# Start of PROVIDED PASSAGE

Paolo Bonzini June 18, 2015, 3:46 p.m. UTC | #1
On 18/06/2015 17:44, fred.konrad@greensocs.com wrote:
> +    hwaddr len = 8 << size;

Should be 1 << size, and likewise below in the "if".

Paolo

> +    hwaddr paddr;
> +    target_ulong page_size;
> +    int prot;
> +
> +    arm_exclusive_lock();
> +
> +    if (env->exclusive_addr != addr) {
> +        arm_exclusive_unlock();
> +        return 1;
> +    }
> +
> +    if (arm_get_phys_addr(env, addr, 1, &paddr, &prot, &page_size) != 0) {
> +        tlb_fill(ENV_GET_CPU(env), addr, MMU_DATA_STORE, cpu_mmu_index(env),
> +                 retaddr);
> +        if  (arm_get_phys_addr(env, addr, 1, &paddr, &prot, &page_size) != 0) {
> +            arm_exclusive_unlock();
> +            return 1;
> +        }
> +    }
> +
> +    switch (size) {
> +    case 0:
> +    {
> +        uint8_t oldval, *p;
> +        p = address_space_map(cs->as, paddr, &len, true);
> +        if (len == 8 << size) {
> +            oldval = (uint8_t)env->exclusive_val;
> +            result = (atomic_cmpxchg(p, oldval, (uint8_t)newval) == oldval);
> +        }
> +        address_space_unmap(cs->as, p, len, true, result ? 8 : 0);
> +    }
> +    break;
> +    case 1:
> +    {
> +        uint16_t oldval, *p;
> +        p = address_space_map(cs->as, paddr, &len, true);
> +        if (len == 8 << size) {
> +            oldval = (uint16_t)env->exclusive_val;
> +            result = (atomic_cmpxchg(p, oldval, (uint16_t)newval) == oldval);
> +        }
> +        address_space_unmap(cs->as, p, len, true, result ? 8 : 0);
> +    }
> +    break;
> +    case 2:
> +    {
> +        uint32_t oldval, *p;
> +        p = address_space_map(cs->as, paddr, &len, true);
> +        if (len == 8 << size) {
> +            oldval = (uint32_t)env->exclusive_val;
> +            result = (atomic_cmpxchg(p, oldval, (uint32_t)newval) == oldval);
> +        }
> +        address_space_unmap(cs->as, p, len, true, result ? 8 : 0);
> +    }
> +    break;
> +    case 3:
> +    {
> +        uint64_t oldval, *p;
> +        p = address_space_map(cs->as, paddr, &len, true);
> +        if (len == 8 << size) {
> +            oldval = (uint64_t)env->exclusive_val;
> +            result = (atomic_cmpxchg(p, oldval, (uint64_t)newval) == oldval);
> +        }
> +        address_space_unmap(cs->as, p, len, true, result ? 8 : 0);
> +    }
> +    break;
> +    default:
> +        abort();
> +    break;
Peter Maydell June 18, 2015, 3:56 p.m. UTC | #2
On 18 June 2015 at 16:44,  <fred.konrad@greensocs.com> wrote:
> +        uint64_t oldval, *p;
> +        p = address_space_map(cs->as, paddr, &len, true);
> +        if (len == 8 << size) {
> +            oldval = (uint64_t)env->exclusive_val;
> +            result = (atomic_cmpxchg(p, oldval, (uint64_t)newval) == oldval);

You can't do an atomic operation on a type that's larger than
the pointer size of the host system. That means that for
code that isn't host specific, like this, in practice you
can't do an atomic operation on a larger size than 4 bytes.

# End of PROVIDED PASSAGE

§ WRITTEN EXERCISE 1:
Reproduce word for word the part of the patch review thread that opens with the words containing "You can't do" and closes with "than 4 bytes.".
§ WRITTEN EXERCISE 2:
In the patch review thread, what expression does Paolo Bonzini say should replace "8 << size"?
§ WRITTEN EXERCISE 3:
Resume the patch review thread after its final sentence.

# Start of EXTRACTED MATERIAL

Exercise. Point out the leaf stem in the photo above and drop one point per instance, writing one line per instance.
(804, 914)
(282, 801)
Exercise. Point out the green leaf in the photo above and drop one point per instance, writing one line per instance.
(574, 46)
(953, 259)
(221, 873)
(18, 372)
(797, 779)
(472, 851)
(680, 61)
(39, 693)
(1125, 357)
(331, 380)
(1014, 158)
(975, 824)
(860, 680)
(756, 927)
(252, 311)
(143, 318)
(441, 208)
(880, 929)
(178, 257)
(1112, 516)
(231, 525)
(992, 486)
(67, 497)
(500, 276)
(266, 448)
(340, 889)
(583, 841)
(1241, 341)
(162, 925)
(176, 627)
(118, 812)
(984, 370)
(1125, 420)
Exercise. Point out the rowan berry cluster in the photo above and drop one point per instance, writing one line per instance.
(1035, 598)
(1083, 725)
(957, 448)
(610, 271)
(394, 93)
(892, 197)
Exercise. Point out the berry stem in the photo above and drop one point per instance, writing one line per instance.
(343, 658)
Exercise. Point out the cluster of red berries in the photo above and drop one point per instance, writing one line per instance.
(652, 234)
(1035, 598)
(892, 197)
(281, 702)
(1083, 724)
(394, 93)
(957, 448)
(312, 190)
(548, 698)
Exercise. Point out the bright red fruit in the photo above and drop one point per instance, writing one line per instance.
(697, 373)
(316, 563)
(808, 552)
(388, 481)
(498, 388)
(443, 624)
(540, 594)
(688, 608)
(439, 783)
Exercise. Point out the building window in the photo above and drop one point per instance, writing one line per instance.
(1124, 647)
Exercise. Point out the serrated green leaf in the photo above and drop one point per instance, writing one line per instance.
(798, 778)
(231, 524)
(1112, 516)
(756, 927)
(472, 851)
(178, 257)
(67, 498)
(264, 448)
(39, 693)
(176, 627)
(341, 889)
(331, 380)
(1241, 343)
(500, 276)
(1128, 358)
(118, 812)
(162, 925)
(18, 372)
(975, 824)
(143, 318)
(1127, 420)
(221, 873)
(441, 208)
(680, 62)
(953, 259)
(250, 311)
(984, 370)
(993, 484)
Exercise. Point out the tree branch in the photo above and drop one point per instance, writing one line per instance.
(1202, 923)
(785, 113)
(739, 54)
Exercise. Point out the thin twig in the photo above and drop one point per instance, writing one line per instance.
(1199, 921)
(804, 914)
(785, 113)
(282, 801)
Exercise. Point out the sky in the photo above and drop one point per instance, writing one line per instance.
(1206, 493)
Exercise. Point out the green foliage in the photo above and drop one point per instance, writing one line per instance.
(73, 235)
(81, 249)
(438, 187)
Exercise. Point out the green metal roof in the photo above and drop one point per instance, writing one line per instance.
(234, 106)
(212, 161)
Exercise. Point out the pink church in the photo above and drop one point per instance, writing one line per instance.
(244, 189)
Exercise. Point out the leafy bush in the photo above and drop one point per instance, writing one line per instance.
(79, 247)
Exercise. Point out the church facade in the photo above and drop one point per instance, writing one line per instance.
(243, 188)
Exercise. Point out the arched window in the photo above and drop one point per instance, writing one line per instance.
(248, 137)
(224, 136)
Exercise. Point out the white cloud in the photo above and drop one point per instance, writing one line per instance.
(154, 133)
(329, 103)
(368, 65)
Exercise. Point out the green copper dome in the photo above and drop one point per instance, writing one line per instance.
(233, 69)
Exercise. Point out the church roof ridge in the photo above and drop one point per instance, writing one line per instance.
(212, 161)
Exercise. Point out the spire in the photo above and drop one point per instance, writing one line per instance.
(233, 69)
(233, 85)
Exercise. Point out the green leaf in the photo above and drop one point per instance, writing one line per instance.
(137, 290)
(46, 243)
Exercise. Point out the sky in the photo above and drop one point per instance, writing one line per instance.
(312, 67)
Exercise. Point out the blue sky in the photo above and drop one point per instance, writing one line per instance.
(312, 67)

# End of EXTRACTED MATERIAL

§ TASK ANSWER 1:
You can't do an atomic operation on a type that's larger than
the pointer size of the host system. That means that for
code that isn't host specific, like this, in practice you
can't do an atomic operation on a larger size than 4 bytes.

§ TASK ANSWER 2:
1 << size

§ TASK ANSWER 3:
(It happens to work on x86, I think, but this won't build
on ppc32, for instance.)

thanks
-- PMM
Mark Burton June 18, 2015, 6:32 p.m. UTC | #3
for the 1<<size thing - I think that code has been used elsewhere, which is a little worrying - I’ll check.

> On 18 Jun 2015, at 17:56, Peter Maydell <peter.maydell@linaro.org> wrote:
> 
> On 18 June 2015 at 16:44,  <fred.konrad@greensocs.com> wrote:
>> +        uint64_t oldval, *p;
>> +        p = address_space_map(cs->as, paddr, &len, true);
>> +        if (len == 8 << size) {
>> +            oldval = (uint64_t)env->exclusive_val;
>> +            result = (atomic_cmpxchg(p, oldval, (uint64_t)newval) == oldval);
> 
> You can't do an atomic operation on a type that's larger than
> the pointer size of the host system. That means that for
> code that isn't host specific, like this, in practice you
> can't do an atomic operation on a larger size than 4 bytes.
> 

I thought they were polymorphic across all types, I didn’t notice the caveat of the size, sorry about that. That makes things more entertaining :-)

Cheers
Mark.



> (It happens to work on x86, I think, but this won't build
> on ppc32, for instance.)
> 
> thanks
> -- PMM


	 +44 (0)20 7100 3485 x 210
 +33 (0)5 33 52 01 77x 210

	+33 (0)603762104
	mark.burton
Peter Maydell June 18, 2015, 7:53 p.m. UTC | #4
On 18 June 2015 at 19:32, Mark Burton <mark.burton@greensocs.com> wrote:
> for the 1<<size thing - I think that code has been used elsewhere, which is a little worrying - I’ll check.
>
>> On 18 Jun 2015, at 17:56, Peter Maydell <peter.maydell@linaro.org> wrote:
>>
>> On 18 June 2015 at 16:44,  <fred.konrad@greensocs.com> wrote:
>>> +        uint64_t oldval, *p;
>>> +        p = address_space_map(cs->as, paddr, &len, true);
>>> +        if (len == 8 << size) {
>>> +            oldval = (uint64_t)env->exclusive_val;
>>> +            result = (atomic_cmpxchg(p, oldval, (uint64_t)newval) == oldval);
>>
>> You can't do an atomic operation on a type that's larger than
>> the pointer size of the host system. That means that for
>> code that isn't host specific, like this, in practice you
>> can't do an atomic operation on a larger size than 4 bytes.
>>
>
> I thought they were polymorphic across all types, I didn’t notice
> the caveat of the size, sorry about that. That makes things more
> entertaining :-)

It's polymorphic across most types... It's been suggested
that the macros should refuse types with size > ptrsize
on all systems, so you don't have to get bitten by a
ppc32 compile failure after the fact, but I don't think that
anybody's written the patch yet.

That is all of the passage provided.